PROBLEMS TO SOLVE
[a] According to the restricted shares agreement excerpt, when and how are deferred dividends paid to the Grantee?
[b] Rewrite the restricted shares agreement excerpt starting at "4. Restriction on" and ending at "distribution.", swapping "vesting date" for "release date".
[c] Carry on the restricted shares agreement excerpt from its last sentence.

EXCERPT TO READ

3. Voting and Dividends. The
Grantee may exercise full voting rights with respect to the
Restricted Shares, whether or not vested. Any dividends paid with
respect to the Restricted Shares prior to vesting of the Restricted
Shares shall be automatically deferred and accumulated by the
Company in a bookkeeping account, and shall be paid to the Grantee
in cash (without interest) only at such times as the underlying
Restricted Shares become vested in accordance with this Agreement,
with the Grantee’s right to payment of any such dividends
being subject to the same risk of forfeiture, restrictions on
transferability, and other terms of this Agreement as are the
Shares with respect to which the dividends otherwise were
payable.
4. Restriction on Transfer. The
Grantee may not transfer any of the Restricted Shares prior to the
applicable vesting date, except by the laws of descent and
distribution.
5. Tax Obligations.
(a) Tax
Consequences. The Grantee has reviewed with the
Grantee’s own tax advisors the federal, state, local and
foreign tax consequences of this Award. The Grantee is
relying solely on such advisors and not on any statements or
representations of the Company or any of its agents. The
Grantee understands that the Grantee (and not the Company) shall be
responsible for any tax liability that may arise as a result of the
transactions contemplated by this Agreement and the
Plan.

EXTRACTED RECORDS
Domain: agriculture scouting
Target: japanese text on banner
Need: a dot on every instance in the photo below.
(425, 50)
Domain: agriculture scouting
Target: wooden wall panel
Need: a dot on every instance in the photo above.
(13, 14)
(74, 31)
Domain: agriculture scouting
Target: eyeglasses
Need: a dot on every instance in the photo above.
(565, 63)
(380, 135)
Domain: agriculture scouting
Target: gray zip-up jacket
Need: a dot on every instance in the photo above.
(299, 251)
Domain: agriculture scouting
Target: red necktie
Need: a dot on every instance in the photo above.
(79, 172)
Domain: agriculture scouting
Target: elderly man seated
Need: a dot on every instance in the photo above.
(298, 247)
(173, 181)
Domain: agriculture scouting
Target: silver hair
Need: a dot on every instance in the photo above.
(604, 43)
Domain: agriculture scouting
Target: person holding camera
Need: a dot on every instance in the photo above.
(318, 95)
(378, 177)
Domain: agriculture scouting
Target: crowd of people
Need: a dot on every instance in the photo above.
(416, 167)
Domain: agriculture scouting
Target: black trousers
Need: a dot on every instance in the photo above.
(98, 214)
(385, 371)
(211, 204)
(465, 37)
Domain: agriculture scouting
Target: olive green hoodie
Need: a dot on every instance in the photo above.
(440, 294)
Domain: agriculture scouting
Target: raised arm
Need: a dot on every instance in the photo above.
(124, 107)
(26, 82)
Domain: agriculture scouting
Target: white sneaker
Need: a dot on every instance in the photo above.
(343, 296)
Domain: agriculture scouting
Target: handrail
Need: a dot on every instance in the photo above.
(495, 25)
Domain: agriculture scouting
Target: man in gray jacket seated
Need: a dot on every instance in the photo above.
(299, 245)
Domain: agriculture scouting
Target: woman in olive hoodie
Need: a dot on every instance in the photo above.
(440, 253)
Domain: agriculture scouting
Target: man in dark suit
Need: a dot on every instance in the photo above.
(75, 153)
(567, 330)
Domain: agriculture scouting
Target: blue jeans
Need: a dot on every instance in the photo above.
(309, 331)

OUTPUTS BY TASK
[a] They are paid in cash, without interest, only when the underlying Restricted Shares vest under the Agreement.

[b]
4. Restriction on Transfer. The
Grantee may not transfer any of the Restricted Shares prior to the
applicable release date, except by the laws of descent and
distribution.

[c]
(b) Withholding
Taxes. The Grantee may satisfy any federal, state
or local tax withholding obligation relating to the grant or
vesting of Restricted Shares under this Agreement by any of the
following means (in addition to the Company’s right to
withhold from any compensation paid to the Grantee by the Company,
including withholding from any cash dividends paid in connection
with the vesting of Restricted Shares hereunder) or by a
combination of such means: (i) tendering a cash payment;
(ii) authorizing the Company to withhold Shares from the Restricted
Shares otherwise issuable to the Grantee under this Agreement;
provided, however, that no Shares are withheld with a value
exceeding the amount of tax required to be withheld by law based on
the maximum statutory tax rates in the applicable taxing
jurisdictions; or (iii) delivering to the Company owned and
unencumbered Shares. The Grantee agrees to make
appropriate arrangements with the Company for the satisfaction of
all federal, state, local and foreign income and employment tax
withholding requirements applicable to this Award.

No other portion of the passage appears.